[Record excerpts]:
▬▬▬

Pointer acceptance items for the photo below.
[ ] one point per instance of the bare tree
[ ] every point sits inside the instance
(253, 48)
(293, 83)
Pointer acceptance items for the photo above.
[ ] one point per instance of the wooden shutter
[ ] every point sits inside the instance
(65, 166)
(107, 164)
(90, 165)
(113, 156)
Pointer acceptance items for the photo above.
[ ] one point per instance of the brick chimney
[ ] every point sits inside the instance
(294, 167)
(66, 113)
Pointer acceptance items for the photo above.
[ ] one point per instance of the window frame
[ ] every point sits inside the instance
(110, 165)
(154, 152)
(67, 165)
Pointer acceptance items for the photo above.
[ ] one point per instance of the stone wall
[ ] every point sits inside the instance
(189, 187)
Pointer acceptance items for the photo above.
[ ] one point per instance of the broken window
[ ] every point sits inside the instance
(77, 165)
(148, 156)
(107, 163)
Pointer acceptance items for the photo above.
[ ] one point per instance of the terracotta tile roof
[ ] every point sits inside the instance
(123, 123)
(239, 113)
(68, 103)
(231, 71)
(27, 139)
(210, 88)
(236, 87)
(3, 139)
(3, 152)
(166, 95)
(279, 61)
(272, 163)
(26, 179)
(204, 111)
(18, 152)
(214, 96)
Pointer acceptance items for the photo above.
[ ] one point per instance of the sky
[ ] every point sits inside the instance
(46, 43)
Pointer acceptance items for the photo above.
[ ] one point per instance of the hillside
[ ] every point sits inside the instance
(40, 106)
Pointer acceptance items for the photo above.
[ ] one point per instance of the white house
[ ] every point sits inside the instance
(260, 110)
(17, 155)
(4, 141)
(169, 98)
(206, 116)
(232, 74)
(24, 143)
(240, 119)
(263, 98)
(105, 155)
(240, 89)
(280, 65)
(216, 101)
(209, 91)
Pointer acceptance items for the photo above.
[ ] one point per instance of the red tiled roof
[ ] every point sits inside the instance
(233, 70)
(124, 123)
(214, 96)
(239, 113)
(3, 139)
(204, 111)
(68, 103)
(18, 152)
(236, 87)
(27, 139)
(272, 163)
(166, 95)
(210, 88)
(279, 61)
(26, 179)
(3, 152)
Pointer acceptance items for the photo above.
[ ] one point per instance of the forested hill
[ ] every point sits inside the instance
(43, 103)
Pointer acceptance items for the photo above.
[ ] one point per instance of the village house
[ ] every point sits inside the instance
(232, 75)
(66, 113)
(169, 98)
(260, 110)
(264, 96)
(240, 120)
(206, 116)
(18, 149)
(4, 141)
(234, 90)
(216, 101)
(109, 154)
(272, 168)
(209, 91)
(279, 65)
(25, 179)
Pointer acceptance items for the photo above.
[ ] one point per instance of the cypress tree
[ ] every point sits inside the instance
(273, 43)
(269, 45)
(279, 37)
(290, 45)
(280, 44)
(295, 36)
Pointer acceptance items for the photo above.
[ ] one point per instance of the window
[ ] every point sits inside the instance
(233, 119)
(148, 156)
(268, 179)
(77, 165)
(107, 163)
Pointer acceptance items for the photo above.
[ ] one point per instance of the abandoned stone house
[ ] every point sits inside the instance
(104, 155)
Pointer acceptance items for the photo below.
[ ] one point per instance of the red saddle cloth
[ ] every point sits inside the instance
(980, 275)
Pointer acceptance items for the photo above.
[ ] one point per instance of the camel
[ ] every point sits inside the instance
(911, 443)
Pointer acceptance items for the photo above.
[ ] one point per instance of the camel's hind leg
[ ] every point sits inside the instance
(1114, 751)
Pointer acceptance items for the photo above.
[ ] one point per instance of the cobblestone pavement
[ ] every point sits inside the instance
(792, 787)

▬▬▬

[Directive]:
Return each line from the rows above that contains the word "camel". Case counts, so match only that exact capitalization.

[Worked solution]:
[ ] one point per instance of the camel
[ ] one point per instance of the camel's hind leg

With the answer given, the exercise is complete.